**Work instructions**
Count every line below that holds "bomber". Number only.

━━ Given data ━━

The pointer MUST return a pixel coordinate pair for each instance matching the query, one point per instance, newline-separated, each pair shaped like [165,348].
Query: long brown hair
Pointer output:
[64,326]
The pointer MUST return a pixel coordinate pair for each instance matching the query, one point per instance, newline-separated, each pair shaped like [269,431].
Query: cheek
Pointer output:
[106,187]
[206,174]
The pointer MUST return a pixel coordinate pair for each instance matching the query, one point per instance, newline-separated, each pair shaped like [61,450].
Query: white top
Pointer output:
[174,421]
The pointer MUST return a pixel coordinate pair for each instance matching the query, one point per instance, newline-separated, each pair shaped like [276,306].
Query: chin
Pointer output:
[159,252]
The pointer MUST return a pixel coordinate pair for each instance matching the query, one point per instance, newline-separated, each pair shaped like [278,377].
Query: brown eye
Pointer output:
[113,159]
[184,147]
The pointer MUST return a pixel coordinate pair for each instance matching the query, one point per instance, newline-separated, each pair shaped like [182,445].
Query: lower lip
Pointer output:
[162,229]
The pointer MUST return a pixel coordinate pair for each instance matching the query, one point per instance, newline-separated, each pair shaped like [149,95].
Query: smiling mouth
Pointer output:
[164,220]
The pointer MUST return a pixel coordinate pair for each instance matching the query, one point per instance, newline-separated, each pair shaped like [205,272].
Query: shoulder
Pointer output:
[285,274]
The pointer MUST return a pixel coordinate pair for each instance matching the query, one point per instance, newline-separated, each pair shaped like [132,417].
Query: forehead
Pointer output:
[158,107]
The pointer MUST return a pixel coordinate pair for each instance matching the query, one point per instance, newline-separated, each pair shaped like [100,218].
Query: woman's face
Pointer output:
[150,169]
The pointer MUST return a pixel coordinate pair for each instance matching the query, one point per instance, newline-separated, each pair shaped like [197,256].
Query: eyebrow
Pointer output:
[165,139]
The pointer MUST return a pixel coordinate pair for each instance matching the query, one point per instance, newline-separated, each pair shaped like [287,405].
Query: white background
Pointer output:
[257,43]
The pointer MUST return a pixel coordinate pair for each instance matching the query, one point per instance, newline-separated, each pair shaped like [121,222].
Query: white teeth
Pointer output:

━━━
━━ Given data ━━

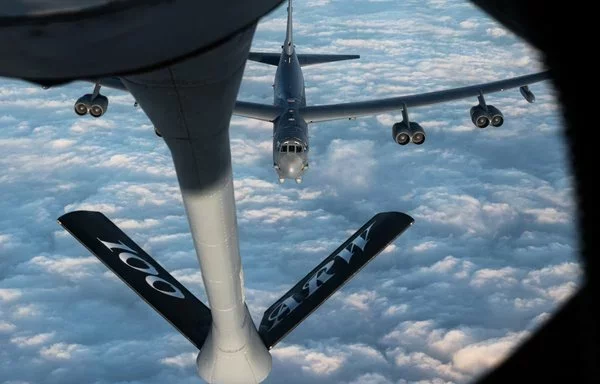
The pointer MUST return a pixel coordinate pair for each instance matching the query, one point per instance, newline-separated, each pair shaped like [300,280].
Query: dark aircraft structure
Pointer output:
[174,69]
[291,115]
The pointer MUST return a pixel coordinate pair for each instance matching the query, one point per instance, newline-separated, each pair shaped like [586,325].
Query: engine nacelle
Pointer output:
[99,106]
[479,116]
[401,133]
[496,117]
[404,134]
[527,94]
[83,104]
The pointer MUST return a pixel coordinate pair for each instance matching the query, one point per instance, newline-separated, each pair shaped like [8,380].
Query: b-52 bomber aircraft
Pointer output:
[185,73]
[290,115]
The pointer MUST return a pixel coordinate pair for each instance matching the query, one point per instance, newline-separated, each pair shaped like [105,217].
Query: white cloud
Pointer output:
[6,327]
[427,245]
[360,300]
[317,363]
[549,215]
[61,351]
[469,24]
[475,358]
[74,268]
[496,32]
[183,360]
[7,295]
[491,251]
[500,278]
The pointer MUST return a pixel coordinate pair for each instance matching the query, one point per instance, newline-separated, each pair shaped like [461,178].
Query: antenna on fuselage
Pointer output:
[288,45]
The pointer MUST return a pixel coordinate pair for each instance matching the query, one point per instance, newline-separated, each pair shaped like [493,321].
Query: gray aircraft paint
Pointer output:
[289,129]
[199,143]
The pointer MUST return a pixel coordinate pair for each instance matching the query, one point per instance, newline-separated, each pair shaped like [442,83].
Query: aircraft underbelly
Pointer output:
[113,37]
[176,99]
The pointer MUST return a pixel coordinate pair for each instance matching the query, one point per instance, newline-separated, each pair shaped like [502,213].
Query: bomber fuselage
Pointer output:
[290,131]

━━━

**Reply**
2